SUPPLIED PASSAGE
>> start
# Game 65: Lakers @ Heat (3/10 7:00PM)



## Wade2Bosh (Mar 31, 2004)

*Thursday, March 10, 2011 | 7:00 pm | TV: TNT*








*@*









*Probable Starting Lineups*

    

    

*Heat Bench*
Mike Bibby
Eddie House
James Jones
Joel Anthony
Mike Miller
Jamaal Magloire
Udonis Haslem
Juwan Howard
Zydrunas Ilguaskas
Dexter Pittman​


----------



## Wade2Bosh (Mar 31, 2004)

Just what you want when everything is going against you at the moment, the 2-time defending champs coming in riding an 8 game winning streak...


----------



## sknydave (Apr 27, 2006)

Here's their chance to avenge the Christmas day game


----------



## futuristxen (Jun 26, 2003)

This will be like the Spurs game, but since it's at home there will be booing rather than cheering. I feel like there's something wrong with me to want to watch this...Andrew Bynum is going to destroy us on the glass.


----------



## Basel (Mar 31, 2005)

Part of me has a really bad feeling about this game - I really don't want us to be the team you guys finally beat. Another part of me has a really good feeling where I think we're going to completely obliterate you. I'm hoping for the latter. Should be a fun game. Good luck. :cheers:


----------



## Wade County (Jun 22, 2003)

Unfortunately, my confidence is not exactly sky high - so we'll probably get smashed.

Particularly if we play the same way we have the last month or so.


----------



## BigWill33176 (Dec 21, 2003)

my thoughts on this game:

http://www.youtube.com/watch?v=v0NoHN1TU5I


----------



## BlackNRed (Feb 9, 2005)

We will win this game.


----------



## Wade County (Jun 22, 2003)

^ I like your attitude, and I hope you're right.


----------



## Ben (Nov 7, 2006)

Lets get it!!


----------



## Ben (Nov 7, 2006)

Chuck going in on this team..


----------



## Adam (Jan 28, 2003)

It always bugs me how the start time of TNT games is so random.


----------



## Wade County (Jun 22, 2003)

<------ That didnt take long Adam :laugh:

Hope we can play some good ball and silence the critics tonight.


----------



## Wade2Bosh (Mar 31, 2004)

No Reggie Miller on the call. Hallelujah..


----------



## Wade2Bosh (Mar 31, 2004)

nice ball movement


----------



## Ben (Nov 7, 2006)

It's offtopic, but to hell if I care, I'm kinda drunk now aswell. Some of you guys are on here.. I posted it in the Million Post Thread.
>> end
TASKS TO PERFORM
#1 Name every poster who has more than one post in the game thread.
#2 Convert the records, from their first line up to and including the line with "[[560, 244]]", into a Markdown table with the columns Row and Record line, leaving out blank lines.
The game thread and the records have nothing to do with each other.

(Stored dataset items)
>> start
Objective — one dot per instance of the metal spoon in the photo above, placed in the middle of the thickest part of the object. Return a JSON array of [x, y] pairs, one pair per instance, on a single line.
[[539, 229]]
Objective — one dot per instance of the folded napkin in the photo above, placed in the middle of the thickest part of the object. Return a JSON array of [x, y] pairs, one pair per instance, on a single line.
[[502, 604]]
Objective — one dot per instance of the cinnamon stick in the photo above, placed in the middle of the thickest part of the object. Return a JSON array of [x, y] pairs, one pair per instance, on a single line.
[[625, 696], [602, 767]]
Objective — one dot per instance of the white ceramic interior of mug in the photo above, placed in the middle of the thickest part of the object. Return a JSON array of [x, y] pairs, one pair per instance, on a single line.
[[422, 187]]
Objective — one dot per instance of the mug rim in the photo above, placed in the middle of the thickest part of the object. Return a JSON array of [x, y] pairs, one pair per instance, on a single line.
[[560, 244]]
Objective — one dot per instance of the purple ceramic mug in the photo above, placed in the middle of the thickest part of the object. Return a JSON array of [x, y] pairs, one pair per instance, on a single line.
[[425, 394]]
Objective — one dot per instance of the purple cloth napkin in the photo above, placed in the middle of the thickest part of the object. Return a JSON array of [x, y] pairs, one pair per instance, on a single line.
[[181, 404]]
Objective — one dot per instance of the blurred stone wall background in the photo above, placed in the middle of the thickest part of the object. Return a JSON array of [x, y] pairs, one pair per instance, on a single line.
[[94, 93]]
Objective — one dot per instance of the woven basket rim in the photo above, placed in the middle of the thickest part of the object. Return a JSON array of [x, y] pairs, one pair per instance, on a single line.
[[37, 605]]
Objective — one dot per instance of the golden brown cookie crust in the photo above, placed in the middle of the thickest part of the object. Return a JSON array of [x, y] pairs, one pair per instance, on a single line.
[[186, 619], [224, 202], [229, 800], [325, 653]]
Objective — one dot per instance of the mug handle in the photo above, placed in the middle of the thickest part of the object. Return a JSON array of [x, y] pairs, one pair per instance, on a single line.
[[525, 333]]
>> end
SOLUTIONS TO THE TASKS
#1 Wade2Bosh, Wade County, Ben

#2
| Row | Record line |
|---|---|
| 1 | Objective — one dot per instance of the metal spoon in the photo above, placed in the middle of the thickest part of the object. Return a JSON array of [x, y] pairs, one pair per instance, on a single line. |
| 2 | [[539, 229]] |
| 3 | Objective — one dot per instance of the folded napkin in the photo above, placed in the middle of the thickest part of the object. Return a JSON array of [x, y] pairs, one pair per instance, on a single line. |
| 4 | [[502, 604]] |
| 5 | Objective — one dot per instance of the cinnamon stick in the photo above, placed in the middle of the thickest part of the object. Return a JSON array of [x, y] pairs, one pair per instance, on a single line. |
| 6 | [[625, 696], [602, 767]] |
| 7 | Objective — one dot per instance of the white ceramic interior of mug in the photo above, placed in the middle of the thickest part of the object. Return a JSON array of [x, y] pairs, one pair per instance, on a single line. |
| 8 | [[422, 187]] |
| 9 | Objective — one dot per instance of the mug rim in the photo above, placed in the middle of the thickest part of the object. Return a JSON array of [x, y] pairs, one pair per instance, on a single line. |
| 10 | [[560, 244]] |